**TEXTE CITÉ:**
┌──
A. M. : Pour moi, ce sont les personnes avec qui nous avons travaillé ! Je suis dans le milieu depuis 25 ans, et je peux dire que l’équipe qui nous a accompagnés sur ce show était vraiment incroyable. Ils étaient tous très talentueux, mais surtout ultra-impliqués dans la série. On tournait en plein milieu de la nuit, tout le monde était épuisé, mais personne ne baissait les bras. Au contraire. Craig Roberts et Antonia Thomas, qui incarnent les personnages principaux, nous ont offert des performances fabuleuses, et notre réalisateur, John Addis, est resté humble et il a su s’effacer dans les bons moments. J’espère que cette belle énergie pourra se ressentir dans les épisodes.
└──
**DONNÉES AFFICHÉES:**
┌──
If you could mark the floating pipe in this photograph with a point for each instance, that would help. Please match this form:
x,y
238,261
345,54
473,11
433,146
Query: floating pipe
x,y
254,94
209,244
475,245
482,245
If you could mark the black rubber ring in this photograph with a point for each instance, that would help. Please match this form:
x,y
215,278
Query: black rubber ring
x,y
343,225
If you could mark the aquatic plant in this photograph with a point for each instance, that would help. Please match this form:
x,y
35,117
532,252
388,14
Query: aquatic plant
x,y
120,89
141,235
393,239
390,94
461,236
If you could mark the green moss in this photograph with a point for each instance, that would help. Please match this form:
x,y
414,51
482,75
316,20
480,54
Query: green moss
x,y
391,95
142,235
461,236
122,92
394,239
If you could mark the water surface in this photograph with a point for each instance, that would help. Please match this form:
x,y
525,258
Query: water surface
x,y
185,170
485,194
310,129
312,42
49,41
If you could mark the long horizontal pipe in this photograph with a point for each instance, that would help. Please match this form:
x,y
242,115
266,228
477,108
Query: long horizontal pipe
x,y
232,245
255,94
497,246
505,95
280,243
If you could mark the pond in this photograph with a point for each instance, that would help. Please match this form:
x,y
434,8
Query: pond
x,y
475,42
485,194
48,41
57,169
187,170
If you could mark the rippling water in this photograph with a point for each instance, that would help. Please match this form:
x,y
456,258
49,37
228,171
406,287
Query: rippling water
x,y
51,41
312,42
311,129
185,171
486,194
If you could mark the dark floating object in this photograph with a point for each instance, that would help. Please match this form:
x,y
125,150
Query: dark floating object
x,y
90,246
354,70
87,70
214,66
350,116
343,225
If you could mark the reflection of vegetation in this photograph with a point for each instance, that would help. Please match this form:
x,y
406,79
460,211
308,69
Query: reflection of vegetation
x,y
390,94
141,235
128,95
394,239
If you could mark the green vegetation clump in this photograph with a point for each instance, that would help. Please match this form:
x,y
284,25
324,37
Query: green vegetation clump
└──
**À FAIRE:**
a) D'après le texte cité, qui est le réalisateur de la série ?
b) Réécrivez uniquement les enregistrements en commençant à la ligne qui contient « If you could mark the rippling » et en terminant à la fin des enregistrements, ces deux bornes comprises et les demandes incluses. Décalez de 145 chaque coordonnée figurant dans les réponses, s'il vous plaît.
Le texte et les enregistrements n'ont aucun lien entre eux.

**RÉSULTATS PAR TÂCHE:**
a) John Addis.

b)
If you could mark the rippling water in this photograph with a point for each instance, that would help. Please match this form:
x,y
456,258
49,37
228,171
406,287
Query: rippling water
x,y
196,186
457,187
456,274
330,316
631,339
If you could mark the dark floating object in this photograph with a point for each instance, that would help. Please match this form:
x,y
125,150
Query: dark floating object
x,y
235,391
499,215
232,215
359,211
495,261
488,370
If you could mark the reflection of vegetation in this photograph with a point for each instance, that would help. Please match this form:
x,y
406,79
460,211
308,69
Query: reflection of vegetation
x,y
535,239
286,380
273,240
539,384
If you could mark the green vegetation clump in this photograph with a point for each instance, that would help. Please match this form:
x,y
284,25
324,37
Query: green vegetation clump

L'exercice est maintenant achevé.